- Opening Delimiter -

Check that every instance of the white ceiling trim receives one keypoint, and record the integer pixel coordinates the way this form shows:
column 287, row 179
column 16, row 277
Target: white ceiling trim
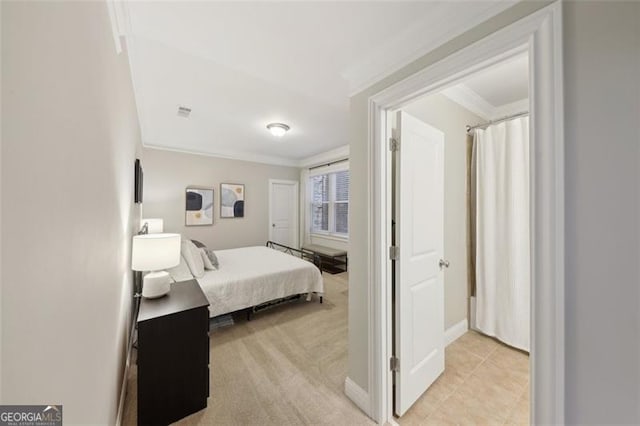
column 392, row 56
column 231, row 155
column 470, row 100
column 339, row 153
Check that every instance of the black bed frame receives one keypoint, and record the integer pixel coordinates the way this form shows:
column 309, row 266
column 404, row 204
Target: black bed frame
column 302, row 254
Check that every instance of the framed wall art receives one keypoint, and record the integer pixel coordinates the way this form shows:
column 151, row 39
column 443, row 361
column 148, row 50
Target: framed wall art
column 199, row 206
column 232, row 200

- Closing Delimiter -
- Opening Delimiter -

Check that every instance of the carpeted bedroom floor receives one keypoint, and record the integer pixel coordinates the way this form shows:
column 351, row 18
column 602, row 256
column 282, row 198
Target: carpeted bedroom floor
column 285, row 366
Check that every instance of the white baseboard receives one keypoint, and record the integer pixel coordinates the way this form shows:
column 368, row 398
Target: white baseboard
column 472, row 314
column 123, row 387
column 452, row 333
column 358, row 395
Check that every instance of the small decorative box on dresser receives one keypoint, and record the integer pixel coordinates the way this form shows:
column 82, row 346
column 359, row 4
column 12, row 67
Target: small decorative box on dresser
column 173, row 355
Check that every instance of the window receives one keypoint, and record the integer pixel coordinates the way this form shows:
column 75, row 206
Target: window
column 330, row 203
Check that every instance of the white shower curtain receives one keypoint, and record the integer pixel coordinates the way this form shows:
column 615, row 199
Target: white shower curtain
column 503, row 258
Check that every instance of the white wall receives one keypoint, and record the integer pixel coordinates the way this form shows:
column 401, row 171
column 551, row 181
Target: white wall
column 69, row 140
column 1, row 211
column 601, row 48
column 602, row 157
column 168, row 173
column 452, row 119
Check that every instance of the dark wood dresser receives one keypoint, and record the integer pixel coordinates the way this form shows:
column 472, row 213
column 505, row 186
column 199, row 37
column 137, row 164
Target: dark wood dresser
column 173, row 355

- Closing Delimiter -

• **WHAT TO WORK ON**: Would you please reproduce the entries above, starting at the line with "Check that every instance of the white ceiling" and stopping after the line with "column 148, row 50"? Omit any pictures.

• **SOLUTION**:
Check that every instance of the white ceiling trim receives one keypoint, and record the integer pixel coordinates the way this form shows:
column 287, row 179
column 16, row 277
Target: white ceiling trim
column 392, row 56
column 231, row 155
column 470, row 100
column 339, row 153
Check that every instance of the black bed frame receives one keypoint, and record the integer pixel coordinates the way this form shows:
column 309, row 266
column 404, row 204
Target: black bed frame
column 302, row 254
Check that every instance of the framed wall art receives one keypoint, and record the integer pixel coordinates the way this form shows:
column 151, row 39
column 443, row 361
column 148, row 50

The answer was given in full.